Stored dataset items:
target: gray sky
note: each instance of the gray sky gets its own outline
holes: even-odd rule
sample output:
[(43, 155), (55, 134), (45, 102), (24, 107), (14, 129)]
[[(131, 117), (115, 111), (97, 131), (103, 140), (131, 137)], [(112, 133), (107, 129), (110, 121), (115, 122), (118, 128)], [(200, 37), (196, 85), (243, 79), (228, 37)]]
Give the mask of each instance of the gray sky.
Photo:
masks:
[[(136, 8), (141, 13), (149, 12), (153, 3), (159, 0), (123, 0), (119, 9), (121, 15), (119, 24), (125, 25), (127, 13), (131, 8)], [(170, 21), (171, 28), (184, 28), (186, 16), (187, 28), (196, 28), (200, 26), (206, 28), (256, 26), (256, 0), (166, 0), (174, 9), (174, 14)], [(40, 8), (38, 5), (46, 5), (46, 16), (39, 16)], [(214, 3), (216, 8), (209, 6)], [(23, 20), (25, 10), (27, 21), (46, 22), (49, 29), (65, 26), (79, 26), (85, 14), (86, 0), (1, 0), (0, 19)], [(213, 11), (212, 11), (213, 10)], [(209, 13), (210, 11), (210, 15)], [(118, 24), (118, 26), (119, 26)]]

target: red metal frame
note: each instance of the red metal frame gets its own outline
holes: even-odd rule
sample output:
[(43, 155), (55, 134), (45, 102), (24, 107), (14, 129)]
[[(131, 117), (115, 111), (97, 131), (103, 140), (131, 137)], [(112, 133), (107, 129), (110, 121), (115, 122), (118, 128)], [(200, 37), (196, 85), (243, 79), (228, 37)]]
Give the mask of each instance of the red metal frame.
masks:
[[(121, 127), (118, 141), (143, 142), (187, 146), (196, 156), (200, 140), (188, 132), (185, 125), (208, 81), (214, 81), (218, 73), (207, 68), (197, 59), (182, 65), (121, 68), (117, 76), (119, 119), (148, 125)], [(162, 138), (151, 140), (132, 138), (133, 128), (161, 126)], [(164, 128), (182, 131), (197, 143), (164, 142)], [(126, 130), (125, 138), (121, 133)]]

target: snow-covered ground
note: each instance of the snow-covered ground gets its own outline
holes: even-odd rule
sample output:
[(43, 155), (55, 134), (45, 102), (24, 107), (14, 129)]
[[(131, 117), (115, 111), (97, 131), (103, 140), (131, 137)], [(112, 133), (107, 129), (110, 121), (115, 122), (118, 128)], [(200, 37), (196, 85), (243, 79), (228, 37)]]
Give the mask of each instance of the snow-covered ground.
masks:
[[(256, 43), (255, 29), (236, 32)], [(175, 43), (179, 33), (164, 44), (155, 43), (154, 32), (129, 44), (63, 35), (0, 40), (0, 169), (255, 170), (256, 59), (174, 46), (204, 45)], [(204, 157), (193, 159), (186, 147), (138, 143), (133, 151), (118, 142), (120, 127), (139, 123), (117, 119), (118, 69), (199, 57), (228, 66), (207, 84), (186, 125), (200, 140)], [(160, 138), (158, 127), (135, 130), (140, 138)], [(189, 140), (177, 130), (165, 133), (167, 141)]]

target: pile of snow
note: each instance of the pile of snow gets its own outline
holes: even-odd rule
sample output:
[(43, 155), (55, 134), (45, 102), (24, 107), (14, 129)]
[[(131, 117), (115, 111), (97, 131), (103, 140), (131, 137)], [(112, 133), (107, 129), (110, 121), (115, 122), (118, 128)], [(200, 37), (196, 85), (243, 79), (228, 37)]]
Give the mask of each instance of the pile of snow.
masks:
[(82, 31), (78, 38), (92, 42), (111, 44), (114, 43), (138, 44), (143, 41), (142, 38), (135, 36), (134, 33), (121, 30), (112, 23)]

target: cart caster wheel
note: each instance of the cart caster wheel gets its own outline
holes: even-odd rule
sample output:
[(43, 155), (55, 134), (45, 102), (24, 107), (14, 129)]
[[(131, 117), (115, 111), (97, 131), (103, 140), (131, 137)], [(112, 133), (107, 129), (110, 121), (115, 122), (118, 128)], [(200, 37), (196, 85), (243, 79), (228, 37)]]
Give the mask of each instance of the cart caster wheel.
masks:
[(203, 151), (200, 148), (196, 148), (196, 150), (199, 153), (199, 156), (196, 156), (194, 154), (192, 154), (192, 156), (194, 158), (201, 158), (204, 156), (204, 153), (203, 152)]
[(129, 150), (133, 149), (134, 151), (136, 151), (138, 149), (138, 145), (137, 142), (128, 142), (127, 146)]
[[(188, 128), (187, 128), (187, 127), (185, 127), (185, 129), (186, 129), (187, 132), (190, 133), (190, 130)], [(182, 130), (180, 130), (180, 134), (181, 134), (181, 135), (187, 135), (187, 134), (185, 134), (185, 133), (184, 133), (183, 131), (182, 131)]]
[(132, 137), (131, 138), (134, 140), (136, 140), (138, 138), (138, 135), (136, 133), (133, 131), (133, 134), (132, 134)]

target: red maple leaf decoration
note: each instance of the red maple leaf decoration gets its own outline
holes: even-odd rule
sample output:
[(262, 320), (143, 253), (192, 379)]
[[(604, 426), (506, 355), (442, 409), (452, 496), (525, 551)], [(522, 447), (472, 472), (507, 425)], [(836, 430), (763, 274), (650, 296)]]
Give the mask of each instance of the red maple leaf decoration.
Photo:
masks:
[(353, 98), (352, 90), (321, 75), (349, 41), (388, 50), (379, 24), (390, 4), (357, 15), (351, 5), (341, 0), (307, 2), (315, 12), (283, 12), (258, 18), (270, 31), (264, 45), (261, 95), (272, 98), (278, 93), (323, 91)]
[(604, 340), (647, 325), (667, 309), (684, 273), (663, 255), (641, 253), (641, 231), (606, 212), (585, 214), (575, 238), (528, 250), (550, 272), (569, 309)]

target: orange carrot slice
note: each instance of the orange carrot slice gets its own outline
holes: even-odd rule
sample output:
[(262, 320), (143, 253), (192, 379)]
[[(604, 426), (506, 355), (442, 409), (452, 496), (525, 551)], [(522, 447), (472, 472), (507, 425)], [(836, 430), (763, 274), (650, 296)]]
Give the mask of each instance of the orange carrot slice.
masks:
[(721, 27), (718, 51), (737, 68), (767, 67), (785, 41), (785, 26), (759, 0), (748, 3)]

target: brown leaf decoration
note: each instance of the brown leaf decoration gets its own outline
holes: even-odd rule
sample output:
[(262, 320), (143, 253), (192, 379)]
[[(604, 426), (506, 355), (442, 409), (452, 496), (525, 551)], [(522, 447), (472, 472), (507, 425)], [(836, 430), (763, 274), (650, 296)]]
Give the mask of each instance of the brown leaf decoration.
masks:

* **Direction**
Switch every "even-odd rule" in the rows above to "nonzero winding rule", and reproduce all the rows with nothing else changed.

* **Result of this task**
target: gray sky
note: each instance of the gray sky gets its own outline
holes: nonzero winding rule
sample output:
[(43, 155), (55, 134), (45, 102), (24, 107), (14, 129)]
[[(131, 117), (115, 111), (97, 131), (103, 140), (131, 137)], [(112, 133), (107, 129), (110, 121), (115, 122), (118, 128)], [(200, 37), (196, 85), (243, 79), (228, 37)]]
Give the mask of each instance of the gray sky.
Photo:
masks:
[[(136, 8), (141, 13), (149, 12), (153, 3), (159, 0), (123, 0), (119, 9), (121, 15), (119, 24), (125, 25), (127, 13), (131, 8)], [(170, 21), (171, 28), (184, 28), (186, 16), (187, 28), (196, 28), (200, 26), (206, 28), (256, 26), (256, 0), (166, 0), (174, 9), (174, 14)], [(40, 8), (38, 5), (46, 5), (46, 16), (39, 16)], [(214, 3), (216, 8), (209, 6)], [(23, 20), (25, 10), (27, 21), (46, 22), (49, 29), (65, 26), (79, 26), (85, 14), (86, 0), (1, 0), (0, 19)], [(213, 11), (212, 11), (213, 10)], [(209, 13), (210, 11), (210, 15)], [(118, 24), (118, 26), (119, 26)]]

target: red metal frame
note: each instance of the red metal frame gets its own outline
holes: nonzero winding rule
sample output:
[(43, 155), (55, 134), (45, 102), (24, 107), (14, 129)]
[[(131, 117), (115, 111), (97, 131), (103, 140), (131, 137)], [(112, 133), (107, 129), (110, 121), (115, 122), (118, 128)], [(200, 37), (196, 85), (243, 79), (228, 37)]]
Give the mask of each instance of the red metal frame.
masks:
[[(121, 127), (118, 141), (143, 142), (187, 146), (196, 156), (200, 140), (188, 132), (185, 125), (208, 81), (214, 81), (218, 73), (207, 68), (197, 59), (182, 65), (121, 68), (117, 76), (119, 119), (148, 125)], [(162, 138), (151, 140), (132, 138), (133, 128), (161, 126)], [(164, 128), (182, 131), (197, 143), (164, 142)], [(126, 130), (125, 138), (121, 133)]]

target: snow-covered ground
note: each instance of the snow-covered ground gets its own outline
holes: nonzero winding rule
sample output:
[(43, 155), (55, 134), (45, 102), (24, 107), (14, 129)]
[[(131, 117), (115, 111), (97, 131), (103, 140), (131, 137)], [(112, 133), (107, 129), (110, 121), (115, 122), (118, 128)], [(200, 37), (196, 85), (243, 79), (228, 37)]]
Give the mask of each instance of the snow-covered ground.
masks:
[[(256, 43), (255, 29), (236, 32)], [(175, 43), (179, 33), (164, 44), (155, 43), (154, 32), (129, 44), (63, 35), (0, 40), (0, 169), (255, 170), (256, 59), (174, 46), (204, 45)], [(204, 157), (193, 159), (186, 147), (138, 143), (133, 151), (118, 142), (120, 127), (139, 123), (117, 119), (118, 69), (199, 57), (228, 66), (207, 84), (186, 125), (200, 140)], [(160, 138), (158, 127), (135, 130), (140, 138)], [(189, 140), (177, 130), (165, 133), (167, 141)]]

target: pile of snow
note: each instance of the pile of snow gets its own outline
holes: nonzero winding rule
sample output:
[(43, 155), (55, 134), (45, 102), (24, 107), (14, 129)]
[[(131, 117), (115, 111), (97, 131), (103, 140), (131, 137)], [(112, 133), (107, 129), (110, 121), (115, 122), (118, 128)], [(200, 37), (196, 85), (243, 79), (228, 37)]]
Give the mask of each instance of the pile of snow.
masks:
[(82, 31), (78, 38), (92, 42), (111, 44), (114, 43), (138, 44), (143, 41), (142, 38), (135, 36), (134, 33), (121, 30), (112, 23)]

target: cart caster wheel
note: each instance of the cart caster wheel gets its own outline
holes: nonzero winding rule
sample output:
[(43, 155), (55, 134), (45, 102), (24, 107), (14, 129)]
[[(131, 117), (115, 111), (97, 131), (103, 140), (131, 137)], [(112, 133), (107, 129), (110, 121), (115, 122), (118, 128)], [(200, 37), (196, 85), (243, 79), (228, 37)]]
Give the mask of each instance of the cart caster wheel.
masks:
[(203, 151), (200, 148), (196, 148), (196, 150), (199, 153), (199, 156), (196, 156), (194, 154), (192, 154), (192, 156), (194, 158), (201, 158), (204, 156), (204, 153), (203, 152)]
[(129, 150), (133, 149), (134, 151), (136, 151), (138, 149), (138, 145), (137, 142), (128, 142), (127, 146)]
[[(188, 128), (187, 128), (187, 127), (185, 127), (185, 129), (186, 129), (187, 132), (190, 133), (190, 130)], [(182, 130), (180, 130), (180, 134), (181, 134), (181, 135), (187, 135), (187, 134), (185, 134), (185, 133), (184, 133), (183, 131), (182, 131)]]
[(132, 137), (131, 138), (134, 140), (136, 140), (138, 138), (138, 135), (136, 133), (133, 131), (133, 134), (132, 134)]

target: red maple leaf decoration
note: each instance of the red maple leaf decoration gets its own outline
holes: nonzero winding rule
sample output:
[(262, 320), (143, 253), (192, 379)]
[[(604, 426), (506, 355), (442, 409), (452, 496), (525, 551)], [(522, 447), (472, 472), (507, 425)], [(836, 430), (763, 274), (650, 296)]]
Give the mask of each instance of the red maple leaf decoration.
Photo:
masks:
[(353, 98), (352, 90), (321, 75), (349, 41), (388, 50), (379, 24), (390, 4), (357, 15), (351, 5), (341, 0), (307, 2), (315, 12), (283, 12), (258, 18), (270, 31), (264, 45), (261, 95), (272, 98), (278, 93), (323, 91)]
[(604, 340), (647, 325), (667, 309), (684, 273), (663, 255), (641, 253), (641, 231), (606, 212), (585, 214), (575, 238), (528, 250), (550, 272), (569, 309)]

target: orange carrot slice
note: each instance of the orange carrot slice gets its own outline
holes: nonzero winding rule
sample output:
[(262, 320), (143, 253), (192, 379)]
[[(604, 426), (506, 355), (442, 409), (452, 496), (525, 551)], [(522, 447), (472, 472), (507, 425)], [(836, 430), (763, 274), (650, 296)]]
Give the mask of each instance of the orange carrot slice.
masks:
[(721, 27), (718, 51), (737, 68), (767, 67), (785, 41), (785, 26), (759, 0), (748, 3)]

target: brown leaf decoration
note: each instance of the brown leaf decoration gets its own outline
holes: nonzero winding rule
sample output:
[(262, 320), (143, 253), (192, 379)]
[[(604, 426), (506, 355), (442, 409), (452, 496), (525, 551)], [(522, 447), (472, 472), (507, 425)], [(836, 430), (763, 274), (650, 296)]]
Give the mask of each instance of the brown leaf decoration.
masks:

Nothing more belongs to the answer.